— begin —

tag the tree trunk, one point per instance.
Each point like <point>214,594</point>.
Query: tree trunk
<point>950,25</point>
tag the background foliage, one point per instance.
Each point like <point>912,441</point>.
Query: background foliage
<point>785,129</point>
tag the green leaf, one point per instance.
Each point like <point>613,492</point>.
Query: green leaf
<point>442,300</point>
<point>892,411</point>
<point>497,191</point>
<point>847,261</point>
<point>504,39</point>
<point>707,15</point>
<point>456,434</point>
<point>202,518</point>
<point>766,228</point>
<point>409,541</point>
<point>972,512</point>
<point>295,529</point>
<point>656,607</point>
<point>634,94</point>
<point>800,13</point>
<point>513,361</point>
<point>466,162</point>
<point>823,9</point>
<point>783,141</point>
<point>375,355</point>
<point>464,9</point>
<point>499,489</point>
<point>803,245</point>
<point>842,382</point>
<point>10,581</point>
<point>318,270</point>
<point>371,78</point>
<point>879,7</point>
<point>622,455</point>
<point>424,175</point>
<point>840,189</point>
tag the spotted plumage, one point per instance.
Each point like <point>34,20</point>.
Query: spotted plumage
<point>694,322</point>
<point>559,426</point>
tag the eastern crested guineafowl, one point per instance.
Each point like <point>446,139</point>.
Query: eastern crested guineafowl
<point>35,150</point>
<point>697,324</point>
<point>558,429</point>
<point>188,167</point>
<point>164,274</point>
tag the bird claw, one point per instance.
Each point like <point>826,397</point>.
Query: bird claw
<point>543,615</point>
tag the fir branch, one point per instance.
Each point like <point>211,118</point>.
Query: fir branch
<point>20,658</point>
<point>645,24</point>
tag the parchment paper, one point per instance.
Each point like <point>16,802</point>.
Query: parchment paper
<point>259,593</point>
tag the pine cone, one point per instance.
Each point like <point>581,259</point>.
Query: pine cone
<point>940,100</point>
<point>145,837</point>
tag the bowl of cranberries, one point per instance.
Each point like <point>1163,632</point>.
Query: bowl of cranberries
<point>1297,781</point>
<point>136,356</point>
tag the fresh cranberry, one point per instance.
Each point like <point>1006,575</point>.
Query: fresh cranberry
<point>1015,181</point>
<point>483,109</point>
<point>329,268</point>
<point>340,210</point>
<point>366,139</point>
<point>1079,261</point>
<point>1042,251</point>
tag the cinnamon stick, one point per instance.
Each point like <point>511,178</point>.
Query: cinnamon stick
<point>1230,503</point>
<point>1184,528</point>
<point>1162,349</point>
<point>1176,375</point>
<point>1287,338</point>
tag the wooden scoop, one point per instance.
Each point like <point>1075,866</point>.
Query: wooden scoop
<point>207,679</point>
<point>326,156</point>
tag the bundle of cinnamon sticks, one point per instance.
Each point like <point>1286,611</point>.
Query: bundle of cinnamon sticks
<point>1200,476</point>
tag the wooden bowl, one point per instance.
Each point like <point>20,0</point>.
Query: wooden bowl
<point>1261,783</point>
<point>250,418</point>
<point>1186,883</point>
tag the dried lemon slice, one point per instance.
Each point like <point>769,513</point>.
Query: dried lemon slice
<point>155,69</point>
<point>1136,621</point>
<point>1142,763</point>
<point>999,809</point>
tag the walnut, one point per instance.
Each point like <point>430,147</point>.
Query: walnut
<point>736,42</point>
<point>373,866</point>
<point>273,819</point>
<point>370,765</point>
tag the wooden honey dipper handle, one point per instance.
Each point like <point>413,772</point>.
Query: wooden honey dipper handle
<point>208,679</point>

— end —

Exercise brief>
Rewrite the data from the line with "tag the fir branch, one point per instance." to the line with "<point>136,356</point>", both included, as a Markdown table with the columns Row and Data line. Number each line in order and leave out blank lines.

Output for this exercise>
| Row | Data line |
|---|---|
| 1 | tag the fir branch, one point per instance. |
| 2 | Each point like <point>211,118</point>. |
| 3 | Query: fir branch |
| 4 | <point>20,658</point> |
| 5 | <point>645,24</point> |
| 6 | tag the parchment paper, one point per instance. |
| 7 | Each point like <point>16,802</point>. |
| 8 | Query: parchment paper |
| 9 | <point>259,593</point> |
| 10 | tag the pine cone, one point per instance. |
| 11 | Each point like <point>581,259</point>. |
| 12 | Query: pine cone |
| 13 | <point>940,100</point> |
| 14 | <point>145,837</point> |
| 15 | tag the bowl of cranberries, one point per instance. |
| 16 | Each point like <point>1163,632</point>. |
| 17 | Query: bowl of cranberries |
| 18 | <point>1297,781</point> |
| 19 | <point>136,356</point> |